## Extrait du texte
La délégation française, accompagnée de parlementaires sénégalais, a ensuite visité les principales installations de l'hôpital, dont elle a pu observer la tenue impeccable.

4. Entretien avec Mme Bineta Samba Ba, ministre des Relations avec les Institutions

La ministre a précisé, en préambule, que son ministère est chargé des relations avec les institutions parlementaires, tant nationale que régionales ou africaines, mais aussi avec le Conseil de la République pour les affaires économiques et sociales (CRAES) et la Médiature.

Le président Doudou Wade a ajouté que la ministre, qui assiste à la conférence des présidents, exerce non seulement un rôle de liaison entre le gouvernement et le Parlement, mais aussi qu'elle est chargée de faciliter les contacts entre ce dernier et les associations d'élus locaux et avec les parlements de l'UEMOA et de l'UA8.

La ministre a ensuite exposé les détails d'un projet, qui lui tient à cœur, visant à équiper l'hémicycle de l'Assemblée nationale d'un système de traduction simultanée pour supprimer un frein au travail législatif constitué par l'absence de maîtrise de la langue française par un certain nombre de députés. Il s'agit d'un projet onéreux, d'un montant de 640 millions de FCFA9, sur lequel elle a déjà sollicité les partenariats de l'Union européenne, du PNUD et de l'Assemblée elle-même. Il consisterait dans un premier temps à traduire les débats dans les six langues nationales les plus utilisées avant de passer plus tard à l'anglais et d'autres langues étrangères. L'assemblée nationale dispose déjà d'une régie audio, parmi les plus performantes d'Afrique, et d'un espace disponible pour installer huit cabines de traduction. Le projet inclut une formation de formateurs à l'interprétariat.

## Consigne
Rédigez la suite du compte rendu de l'entretien avec la ministre des Relations avec les Institutions, en partant de sa dernière phrase.

## Matériel fourni
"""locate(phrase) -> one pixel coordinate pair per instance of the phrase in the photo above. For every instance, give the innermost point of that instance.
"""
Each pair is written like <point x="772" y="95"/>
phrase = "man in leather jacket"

## Réponse
Le président Doudou Wade a cité alors une anecdote révélatrice : un député a interpellé récemment en Wolof le ministre de l'économie et des finances qui lui a répondu en Toucouleur, langue que son interlocuteur ne comprenait pas ! Mais en règle générale les débats se déroulent en français et c'est dans cette langue qu'est édité le compte rendu des débats.

M. Serge Janquin, a fait observer qu'en vertu de la séparation des pouvoirs et de ses règles internes, l'Assemblée nationale ne peut pas répondre concrètement à une demande de financement d'infrastructures mais qu'elle peut en revanche apporter un appui à la formation. Le dossier relève plutôt de la compétence du ministère de la Coopération et de celui des Finances.

Mme Martine Aurillac a alors suggéré d'informer le ministre délégué à la Coopération, M. Xavier Darcos, de cette demande et de lui transmettre le dossier.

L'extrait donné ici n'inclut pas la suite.